Archive | motherhood

snuggle love

Lena and I are home in Fairfax visiting our family over the long weekend.  Elliott was here with us, but he left this evening for San Antonio… and we miss him!  We’ll be reunited in SA on Wednesday.

We’ve had a wonderful long weekend with family and friends, both here in Fairfax and down in Charlottesville.  Many pictures to share, but in the meantime here are a few photos from last week, when Lena and I were hanging out one lazy morning.  I do love this little girl!

0 :: in Lena, motherhood

Simplicity Parenting

Disclaimer: This is my first attempt at a book review since… uh, college?  It’s a little long.  I’m really curious to hear other moms’ (and dads’!) thoughts about this book and about simplifying your child’s life.  Even if you’re not a parent, you probably have thoughts about good toys, TV shows, and the super kids of the 21st century.  I’d love feedback as I embark on this mommy thing!

~*~*~*~

It’s raining again.  Lena is sleeping in the next room; Elliott’s at a reception on base.  I’m sitting cross-legged in bed, a cup of coffee on the windowsill and my journal open beside me.

There’s also a book with me: Simplicity Parenting by Kim John Payne.  I read a review of this book a few months ago on a friend of a friend’s wonderful blog and immediately ordered it for myself on Amazon.  I think it’s my favorite secular book so far on parenting… and from the mom of a 6-month-old that’s a killer recommendation!  Hah.

[S]implification is not just about taking things away.  It is about making room, creating space in your life, your intentions, and your heart.  (p.34)

Payne recommends simplifying your child’s life in four ways:
  • Environment
  • Rhythm
  • Schedules
  • Filtering out the adult world
To begin simplifying your child’s environment, Payne recommends you first tackle their toys.  He suggests you get rid of any toy that is:
  • broken
  • developmentally inappropriate
  • conceptually “fixed” (ie. products based on TV shows or movies)

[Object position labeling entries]
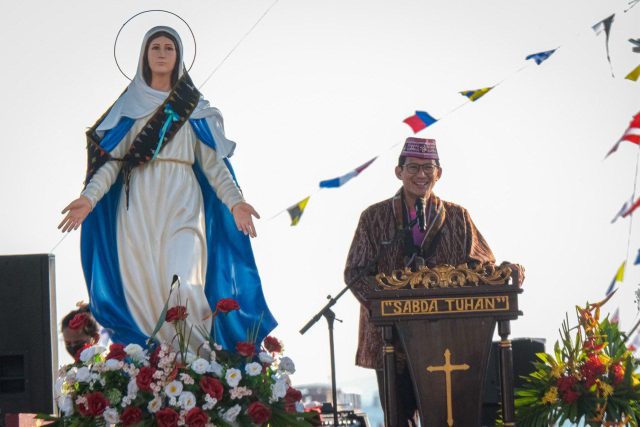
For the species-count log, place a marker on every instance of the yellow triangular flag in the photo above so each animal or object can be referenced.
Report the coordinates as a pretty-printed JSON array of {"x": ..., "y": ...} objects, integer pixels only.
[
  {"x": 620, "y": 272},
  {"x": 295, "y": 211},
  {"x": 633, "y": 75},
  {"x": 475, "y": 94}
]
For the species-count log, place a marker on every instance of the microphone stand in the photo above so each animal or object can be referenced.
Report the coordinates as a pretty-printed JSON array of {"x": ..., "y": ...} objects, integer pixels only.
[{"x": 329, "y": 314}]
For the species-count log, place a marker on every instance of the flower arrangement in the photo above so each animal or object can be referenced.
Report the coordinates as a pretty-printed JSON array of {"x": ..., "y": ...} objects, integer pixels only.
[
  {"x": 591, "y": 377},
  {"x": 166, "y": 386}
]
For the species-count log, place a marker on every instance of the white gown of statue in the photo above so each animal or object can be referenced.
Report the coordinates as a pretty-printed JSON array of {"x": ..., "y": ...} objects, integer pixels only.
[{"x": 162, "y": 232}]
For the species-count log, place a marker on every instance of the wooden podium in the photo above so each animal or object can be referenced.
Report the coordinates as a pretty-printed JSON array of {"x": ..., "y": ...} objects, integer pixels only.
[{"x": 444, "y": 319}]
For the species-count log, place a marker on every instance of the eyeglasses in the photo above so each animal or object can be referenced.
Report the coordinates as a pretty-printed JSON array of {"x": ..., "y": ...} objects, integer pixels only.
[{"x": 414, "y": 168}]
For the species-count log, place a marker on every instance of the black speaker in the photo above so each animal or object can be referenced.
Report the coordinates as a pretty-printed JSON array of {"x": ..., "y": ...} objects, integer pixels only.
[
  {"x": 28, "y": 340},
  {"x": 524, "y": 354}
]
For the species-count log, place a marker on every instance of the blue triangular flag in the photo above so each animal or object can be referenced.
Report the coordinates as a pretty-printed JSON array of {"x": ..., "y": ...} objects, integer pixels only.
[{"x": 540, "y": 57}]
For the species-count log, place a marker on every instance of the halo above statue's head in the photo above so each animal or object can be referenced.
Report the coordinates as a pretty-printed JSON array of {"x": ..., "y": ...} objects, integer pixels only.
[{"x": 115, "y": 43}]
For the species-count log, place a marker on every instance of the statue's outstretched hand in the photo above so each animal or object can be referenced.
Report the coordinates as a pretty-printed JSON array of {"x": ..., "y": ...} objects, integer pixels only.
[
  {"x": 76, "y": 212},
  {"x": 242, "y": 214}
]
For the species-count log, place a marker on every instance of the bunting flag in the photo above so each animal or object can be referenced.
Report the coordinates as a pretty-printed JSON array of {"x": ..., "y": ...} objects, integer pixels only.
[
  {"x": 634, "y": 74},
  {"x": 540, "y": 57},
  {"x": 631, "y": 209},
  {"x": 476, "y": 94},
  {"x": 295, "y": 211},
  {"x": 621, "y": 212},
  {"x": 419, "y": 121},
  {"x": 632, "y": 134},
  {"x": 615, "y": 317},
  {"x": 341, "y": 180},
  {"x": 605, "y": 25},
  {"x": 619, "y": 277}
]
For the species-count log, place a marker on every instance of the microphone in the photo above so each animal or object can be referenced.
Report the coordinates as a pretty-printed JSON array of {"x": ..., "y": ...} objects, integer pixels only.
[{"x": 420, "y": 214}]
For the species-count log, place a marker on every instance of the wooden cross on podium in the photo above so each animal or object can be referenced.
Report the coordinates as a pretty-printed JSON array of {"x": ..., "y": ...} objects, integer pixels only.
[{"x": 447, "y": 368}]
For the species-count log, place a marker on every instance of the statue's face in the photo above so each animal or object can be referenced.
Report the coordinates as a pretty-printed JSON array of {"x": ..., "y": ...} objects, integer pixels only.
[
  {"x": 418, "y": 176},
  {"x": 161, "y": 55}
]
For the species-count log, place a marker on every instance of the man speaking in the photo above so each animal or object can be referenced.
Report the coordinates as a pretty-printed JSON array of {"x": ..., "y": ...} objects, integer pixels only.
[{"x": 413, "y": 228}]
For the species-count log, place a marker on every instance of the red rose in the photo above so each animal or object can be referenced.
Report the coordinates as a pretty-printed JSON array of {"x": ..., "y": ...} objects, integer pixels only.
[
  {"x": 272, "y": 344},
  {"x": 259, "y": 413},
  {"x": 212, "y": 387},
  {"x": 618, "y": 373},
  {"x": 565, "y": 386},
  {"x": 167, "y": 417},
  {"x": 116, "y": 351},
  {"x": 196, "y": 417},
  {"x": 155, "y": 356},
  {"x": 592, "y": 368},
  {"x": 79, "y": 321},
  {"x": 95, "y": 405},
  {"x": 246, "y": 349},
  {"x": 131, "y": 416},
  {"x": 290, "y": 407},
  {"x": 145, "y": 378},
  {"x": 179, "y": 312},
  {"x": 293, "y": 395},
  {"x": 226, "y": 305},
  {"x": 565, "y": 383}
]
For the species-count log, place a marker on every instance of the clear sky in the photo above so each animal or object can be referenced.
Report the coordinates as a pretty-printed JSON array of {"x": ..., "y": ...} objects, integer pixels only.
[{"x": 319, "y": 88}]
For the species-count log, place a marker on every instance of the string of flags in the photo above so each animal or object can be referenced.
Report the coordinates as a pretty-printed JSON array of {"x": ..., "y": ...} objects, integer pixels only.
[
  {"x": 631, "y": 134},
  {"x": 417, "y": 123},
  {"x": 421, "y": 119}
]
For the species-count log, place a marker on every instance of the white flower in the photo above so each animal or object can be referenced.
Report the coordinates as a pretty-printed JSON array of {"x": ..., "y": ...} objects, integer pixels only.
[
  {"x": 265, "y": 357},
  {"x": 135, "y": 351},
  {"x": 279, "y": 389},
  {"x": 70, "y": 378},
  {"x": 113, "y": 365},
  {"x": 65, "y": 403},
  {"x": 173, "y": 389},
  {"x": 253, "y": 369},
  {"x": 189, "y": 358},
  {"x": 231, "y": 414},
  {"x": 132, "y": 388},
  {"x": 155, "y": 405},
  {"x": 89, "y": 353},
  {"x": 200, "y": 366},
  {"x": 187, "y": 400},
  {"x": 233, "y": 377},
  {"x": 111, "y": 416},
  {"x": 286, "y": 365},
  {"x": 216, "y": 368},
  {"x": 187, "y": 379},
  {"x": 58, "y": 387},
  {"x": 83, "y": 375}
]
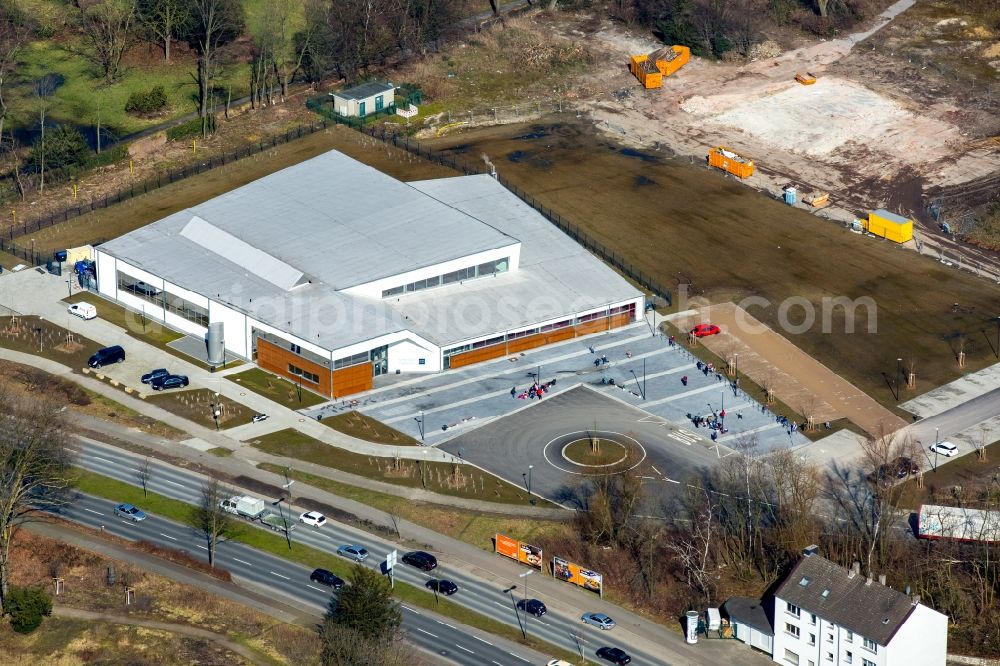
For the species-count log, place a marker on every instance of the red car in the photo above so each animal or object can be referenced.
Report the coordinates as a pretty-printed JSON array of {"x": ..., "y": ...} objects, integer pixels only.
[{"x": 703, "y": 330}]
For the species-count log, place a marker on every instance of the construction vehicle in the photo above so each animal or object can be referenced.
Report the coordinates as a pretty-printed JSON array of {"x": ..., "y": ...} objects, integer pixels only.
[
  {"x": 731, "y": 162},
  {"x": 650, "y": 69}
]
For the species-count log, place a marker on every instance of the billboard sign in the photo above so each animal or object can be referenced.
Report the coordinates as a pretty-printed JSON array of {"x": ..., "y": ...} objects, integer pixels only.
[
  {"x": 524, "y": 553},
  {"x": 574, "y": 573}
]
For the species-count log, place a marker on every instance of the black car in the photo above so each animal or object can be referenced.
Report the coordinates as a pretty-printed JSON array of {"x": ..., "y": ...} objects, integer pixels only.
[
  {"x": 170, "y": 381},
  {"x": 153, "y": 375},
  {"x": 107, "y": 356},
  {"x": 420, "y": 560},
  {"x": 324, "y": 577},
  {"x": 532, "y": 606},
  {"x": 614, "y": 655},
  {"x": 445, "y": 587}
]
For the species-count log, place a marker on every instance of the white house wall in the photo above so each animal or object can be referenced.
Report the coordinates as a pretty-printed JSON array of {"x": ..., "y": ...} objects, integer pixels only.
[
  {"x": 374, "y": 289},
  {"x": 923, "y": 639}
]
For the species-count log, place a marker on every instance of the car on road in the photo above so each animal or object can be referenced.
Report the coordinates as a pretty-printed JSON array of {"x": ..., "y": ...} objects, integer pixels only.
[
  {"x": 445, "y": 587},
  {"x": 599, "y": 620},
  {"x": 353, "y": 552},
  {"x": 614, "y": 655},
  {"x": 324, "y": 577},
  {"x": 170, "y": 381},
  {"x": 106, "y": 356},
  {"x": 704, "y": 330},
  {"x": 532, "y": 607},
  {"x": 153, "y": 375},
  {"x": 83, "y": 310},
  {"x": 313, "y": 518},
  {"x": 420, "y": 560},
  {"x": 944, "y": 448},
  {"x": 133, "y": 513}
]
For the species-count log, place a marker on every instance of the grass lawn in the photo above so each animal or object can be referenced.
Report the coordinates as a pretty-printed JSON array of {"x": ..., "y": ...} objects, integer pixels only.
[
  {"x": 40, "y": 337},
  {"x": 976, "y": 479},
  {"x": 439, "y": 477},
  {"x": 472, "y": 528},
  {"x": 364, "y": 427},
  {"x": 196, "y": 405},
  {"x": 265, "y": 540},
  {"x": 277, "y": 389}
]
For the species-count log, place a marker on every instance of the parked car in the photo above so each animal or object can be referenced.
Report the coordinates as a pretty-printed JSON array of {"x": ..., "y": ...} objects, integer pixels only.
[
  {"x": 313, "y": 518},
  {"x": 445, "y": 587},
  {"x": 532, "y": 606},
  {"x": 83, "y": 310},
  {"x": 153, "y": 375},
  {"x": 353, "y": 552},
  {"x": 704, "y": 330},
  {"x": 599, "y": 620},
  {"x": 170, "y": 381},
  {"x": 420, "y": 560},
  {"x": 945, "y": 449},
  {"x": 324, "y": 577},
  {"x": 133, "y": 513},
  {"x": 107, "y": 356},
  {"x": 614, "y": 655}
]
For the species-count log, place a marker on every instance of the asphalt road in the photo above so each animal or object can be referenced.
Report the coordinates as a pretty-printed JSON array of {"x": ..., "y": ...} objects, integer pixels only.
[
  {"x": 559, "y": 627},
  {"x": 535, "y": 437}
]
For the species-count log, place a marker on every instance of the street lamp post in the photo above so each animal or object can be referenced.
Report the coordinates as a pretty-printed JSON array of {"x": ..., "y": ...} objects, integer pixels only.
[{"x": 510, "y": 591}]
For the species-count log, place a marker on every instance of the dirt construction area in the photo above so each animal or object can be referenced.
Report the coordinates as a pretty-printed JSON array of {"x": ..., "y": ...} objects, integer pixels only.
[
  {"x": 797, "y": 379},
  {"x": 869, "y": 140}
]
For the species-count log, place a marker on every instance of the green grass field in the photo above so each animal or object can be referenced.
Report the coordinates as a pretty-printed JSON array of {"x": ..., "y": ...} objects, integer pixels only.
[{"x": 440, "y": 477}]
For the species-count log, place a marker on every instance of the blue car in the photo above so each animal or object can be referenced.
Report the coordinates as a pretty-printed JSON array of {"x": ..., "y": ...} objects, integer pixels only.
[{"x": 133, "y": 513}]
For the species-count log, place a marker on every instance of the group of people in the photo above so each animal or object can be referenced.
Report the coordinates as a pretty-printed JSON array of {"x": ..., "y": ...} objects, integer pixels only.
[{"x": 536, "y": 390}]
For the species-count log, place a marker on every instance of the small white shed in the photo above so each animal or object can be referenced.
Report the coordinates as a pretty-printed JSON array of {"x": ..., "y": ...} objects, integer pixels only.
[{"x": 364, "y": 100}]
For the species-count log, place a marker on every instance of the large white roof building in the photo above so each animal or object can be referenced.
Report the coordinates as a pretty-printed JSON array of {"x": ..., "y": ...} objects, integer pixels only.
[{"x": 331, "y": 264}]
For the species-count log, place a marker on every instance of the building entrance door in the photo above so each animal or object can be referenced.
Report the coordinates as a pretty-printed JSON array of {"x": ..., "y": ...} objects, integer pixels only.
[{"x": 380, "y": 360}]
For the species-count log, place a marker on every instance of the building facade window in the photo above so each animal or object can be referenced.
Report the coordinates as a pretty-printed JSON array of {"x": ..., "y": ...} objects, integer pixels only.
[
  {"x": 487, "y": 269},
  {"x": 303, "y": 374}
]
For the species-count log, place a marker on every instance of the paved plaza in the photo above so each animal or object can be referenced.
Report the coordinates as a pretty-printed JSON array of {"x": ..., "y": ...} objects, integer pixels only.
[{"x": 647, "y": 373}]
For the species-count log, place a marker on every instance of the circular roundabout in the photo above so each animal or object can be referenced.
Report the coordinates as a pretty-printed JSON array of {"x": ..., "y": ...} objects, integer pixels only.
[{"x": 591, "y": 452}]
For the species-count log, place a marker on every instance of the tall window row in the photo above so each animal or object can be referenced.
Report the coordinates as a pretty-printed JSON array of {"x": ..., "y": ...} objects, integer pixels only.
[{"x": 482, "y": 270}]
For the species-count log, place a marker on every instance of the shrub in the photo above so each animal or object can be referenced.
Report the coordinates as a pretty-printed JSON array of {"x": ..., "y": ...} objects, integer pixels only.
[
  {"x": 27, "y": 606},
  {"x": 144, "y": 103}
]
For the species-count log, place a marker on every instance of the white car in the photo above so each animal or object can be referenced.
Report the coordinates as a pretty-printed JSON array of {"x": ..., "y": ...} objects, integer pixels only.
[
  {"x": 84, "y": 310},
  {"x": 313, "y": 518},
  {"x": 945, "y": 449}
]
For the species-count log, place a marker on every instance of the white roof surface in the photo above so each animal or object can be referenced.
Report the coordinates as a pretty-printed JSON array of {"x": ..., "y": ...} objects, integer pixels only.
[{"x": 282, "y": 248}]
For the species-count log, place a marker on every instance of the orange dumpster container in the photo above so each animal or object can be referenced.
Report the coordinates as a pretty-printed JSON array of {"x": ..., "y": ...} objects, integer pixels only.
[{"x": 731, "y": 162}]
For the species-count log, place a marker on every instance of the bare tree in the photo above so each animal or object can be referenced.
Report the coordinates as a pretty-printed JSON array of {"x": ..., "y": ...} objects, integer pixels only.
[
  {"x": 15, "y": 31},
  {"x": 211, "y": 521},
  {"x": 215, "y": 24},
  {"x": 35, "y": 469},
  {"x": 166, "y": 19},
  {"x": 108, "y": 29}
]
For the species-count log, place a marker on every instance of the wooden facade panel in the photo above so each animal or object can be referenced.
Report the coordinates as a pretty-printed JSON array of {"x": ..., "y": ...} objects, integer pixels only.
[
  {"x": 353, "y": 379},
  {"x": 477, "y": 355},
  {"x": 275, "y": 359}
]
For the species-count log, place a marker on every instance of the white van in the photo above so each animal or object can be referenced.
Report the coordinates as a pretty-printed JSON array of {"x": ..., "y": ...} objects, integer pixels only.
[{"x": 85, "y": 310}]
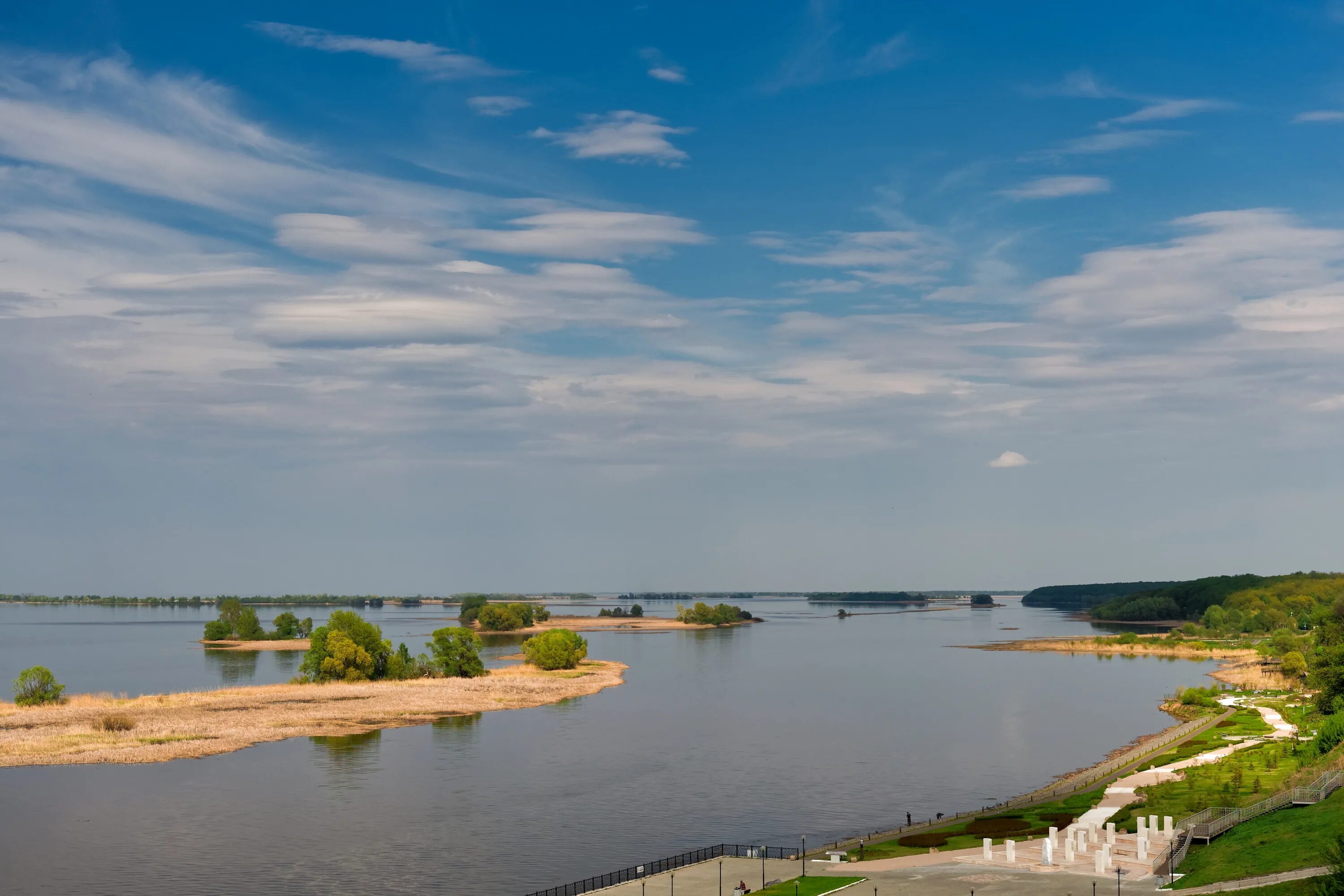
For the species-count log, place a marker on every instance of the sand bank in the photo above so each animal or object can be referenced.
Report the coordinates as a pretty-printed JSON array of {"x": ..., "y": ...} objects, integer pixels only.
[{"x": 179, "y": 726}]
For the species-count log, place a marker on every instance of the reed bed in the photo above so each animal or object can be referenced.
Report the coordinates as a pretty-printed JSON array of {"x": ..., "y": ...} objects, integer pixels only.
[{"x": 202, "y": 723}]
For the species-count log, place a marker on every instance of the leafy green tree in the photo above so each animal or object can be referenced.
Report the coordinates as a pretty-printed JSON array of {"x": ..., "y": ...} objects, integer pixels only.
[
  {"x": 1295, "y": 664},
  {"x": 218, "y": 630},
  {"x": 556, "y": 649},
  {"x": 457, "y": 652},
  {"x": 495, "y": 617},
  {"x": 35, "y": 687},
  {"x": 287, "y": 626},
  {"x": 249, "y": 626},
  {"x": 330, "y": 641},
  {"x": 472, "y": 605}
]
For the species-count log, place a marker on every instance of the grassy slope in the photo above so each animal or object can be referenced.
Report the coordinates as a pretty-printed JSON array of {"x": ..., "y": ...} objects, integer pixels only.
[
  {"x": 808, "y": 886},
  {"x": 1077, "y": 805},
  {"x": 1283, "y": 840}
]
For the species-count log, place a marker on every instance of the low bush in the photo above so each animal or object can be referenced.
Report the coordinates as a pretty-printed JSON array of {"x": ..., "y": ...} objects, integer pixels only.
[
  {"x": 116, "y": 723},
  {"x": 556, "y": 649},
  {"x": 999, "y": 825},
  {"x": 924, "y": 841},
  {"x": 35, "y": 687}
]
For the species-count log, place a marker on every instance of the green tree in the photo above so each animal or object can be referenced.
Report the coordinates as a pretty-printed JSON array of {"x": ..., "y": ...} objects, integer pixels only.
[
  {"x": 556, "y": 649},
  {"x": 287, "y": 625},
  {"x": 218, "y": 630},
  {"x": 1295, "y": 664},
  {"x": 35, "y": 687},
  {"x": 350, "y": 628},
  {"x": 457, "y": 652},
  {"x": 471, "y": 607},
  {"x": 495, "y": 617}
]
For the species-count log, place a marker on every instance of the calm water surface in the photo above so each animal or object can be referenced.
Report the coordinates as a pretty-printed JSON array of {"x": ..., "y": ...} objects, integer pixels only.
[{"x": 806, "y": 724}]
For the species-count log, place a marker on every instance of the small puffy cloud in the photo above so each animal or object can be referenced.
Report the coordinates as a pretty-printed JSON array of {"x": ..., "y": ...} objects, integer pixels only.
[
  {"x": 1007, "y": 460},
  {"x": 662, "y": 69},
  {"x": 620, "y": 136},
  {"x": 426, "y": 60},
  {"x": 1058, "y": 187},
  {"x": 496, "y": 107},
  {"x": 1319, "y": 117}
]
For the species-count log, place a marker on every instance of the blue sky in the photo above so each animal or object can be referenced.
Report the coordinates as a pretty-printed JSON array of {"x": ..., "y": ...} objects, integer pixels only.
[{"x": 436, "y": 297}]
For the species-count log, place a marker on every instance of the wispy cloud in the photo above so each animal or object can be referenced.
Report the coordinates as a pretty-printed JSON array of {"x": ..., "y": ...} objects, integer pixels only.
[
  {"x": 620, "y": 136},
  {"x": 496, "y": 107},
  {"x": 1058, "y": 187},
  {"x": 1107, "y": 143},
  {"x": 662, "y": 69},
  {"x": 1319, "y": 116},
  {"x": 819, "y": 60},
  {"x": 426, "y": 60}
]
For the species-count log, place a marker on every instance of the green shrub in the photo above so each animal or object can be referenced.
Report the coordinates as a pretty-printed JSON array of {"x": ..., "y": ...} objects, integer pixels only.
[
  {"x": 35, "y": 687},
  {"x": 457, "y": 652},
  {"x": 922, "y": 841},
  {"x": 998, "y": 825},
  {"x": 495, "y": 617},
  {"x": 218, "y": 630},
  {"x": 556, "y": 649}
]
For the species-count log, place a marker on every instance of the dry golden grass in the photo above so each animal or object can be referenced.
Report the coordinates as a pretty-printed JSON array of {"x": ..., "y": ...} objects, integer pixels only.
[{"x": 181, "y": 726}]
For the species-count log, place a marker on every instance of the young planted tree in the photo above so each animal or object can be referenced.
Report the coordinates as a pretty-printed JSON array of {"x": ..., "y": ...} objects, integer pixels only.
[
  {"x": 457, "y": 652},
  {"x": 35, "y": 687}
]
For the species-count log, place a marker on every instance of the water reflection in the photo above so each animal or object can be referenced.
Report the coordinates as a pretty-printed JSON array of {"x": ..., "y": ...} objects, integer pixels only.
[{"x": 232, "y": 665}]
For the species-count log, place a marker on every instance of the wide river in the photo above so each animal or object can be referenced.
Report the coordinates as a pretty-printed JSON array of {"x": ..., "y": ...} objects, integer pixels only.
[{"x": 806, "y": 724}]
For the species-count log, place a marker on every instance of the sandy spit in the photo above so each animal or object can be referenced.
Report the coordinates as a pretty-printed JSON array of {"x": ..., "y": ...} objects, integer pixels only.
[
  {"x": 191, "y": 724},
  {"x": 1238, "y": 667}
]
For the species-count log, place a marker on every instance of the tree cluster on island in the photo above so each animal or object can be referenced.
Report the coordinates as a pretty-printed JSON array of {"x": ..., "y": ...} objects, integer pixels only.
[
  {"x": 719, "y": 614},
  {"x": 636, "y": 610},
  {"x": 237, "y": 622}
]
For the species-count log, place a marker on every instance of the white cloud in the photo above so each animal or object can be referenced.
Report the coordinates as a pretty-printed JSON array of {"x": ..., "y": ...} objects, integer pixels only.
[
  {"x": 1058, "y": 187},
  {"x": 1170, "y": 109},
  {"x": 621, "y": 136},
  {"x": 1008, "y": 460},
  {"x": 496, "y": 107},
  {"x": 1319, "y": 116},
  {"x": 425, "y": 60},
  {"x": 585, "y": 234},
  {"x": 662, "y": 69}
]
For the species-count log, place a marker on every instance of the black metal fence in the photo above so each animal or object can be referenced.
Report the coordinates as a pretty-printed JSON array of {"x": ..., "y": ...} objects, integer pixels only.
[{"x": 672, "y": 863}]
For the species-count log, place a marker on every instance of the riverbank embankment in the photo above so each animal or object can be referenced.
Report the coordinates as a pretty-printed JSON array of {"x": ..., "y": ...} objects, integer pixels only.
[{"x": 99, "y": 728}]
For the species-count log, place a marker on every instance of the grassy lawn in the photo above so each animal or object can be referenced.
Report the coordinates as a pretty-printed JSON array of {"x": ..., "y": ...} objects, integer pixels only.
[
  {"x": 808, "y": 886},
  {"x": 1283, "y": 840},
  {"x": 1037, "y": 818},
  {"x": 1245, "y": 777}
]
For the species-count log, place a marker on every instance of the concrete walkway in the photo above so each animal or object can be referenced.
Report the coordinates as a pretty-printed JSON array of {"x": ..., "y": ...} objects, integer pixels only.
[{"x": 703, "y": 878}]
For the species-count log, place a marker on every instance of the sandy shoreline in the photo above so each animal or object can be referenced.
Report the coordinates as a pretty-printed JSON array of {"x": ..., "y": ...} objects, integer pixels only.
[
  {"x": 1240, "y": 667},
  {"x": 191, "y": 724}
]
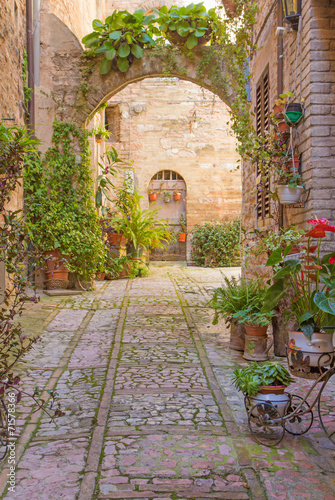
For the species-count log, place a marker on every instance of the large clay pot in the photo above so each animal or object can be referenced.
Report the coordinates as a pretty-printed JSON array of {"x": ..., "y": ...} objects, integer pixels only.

Work to complete:
1) In the blog post, what four areas of a child's life does Payne recommend simplifying?
2) Please copy the blog post word for word, starting at "Lena and I are" and ending at "this little girl!".

Responses by task:
1) Environment, rhythm, schedules, and filtering out the adult world.

2)
Lena and I are home in Fairfax visiting our family over the long weekend.  Elliott was here with us, but he left this evening for San Antonio… and we miss him!  We’ll be reunited in SA on Wednesday.

We’ve had a wonderful long weekend with family and friends, both here in Fairfax and down in Charlottesville.  Many pictures to share, but in the meantime here are a few photos from last week, when Lena and I were hanging out one lazy morning.  I do love this little girl!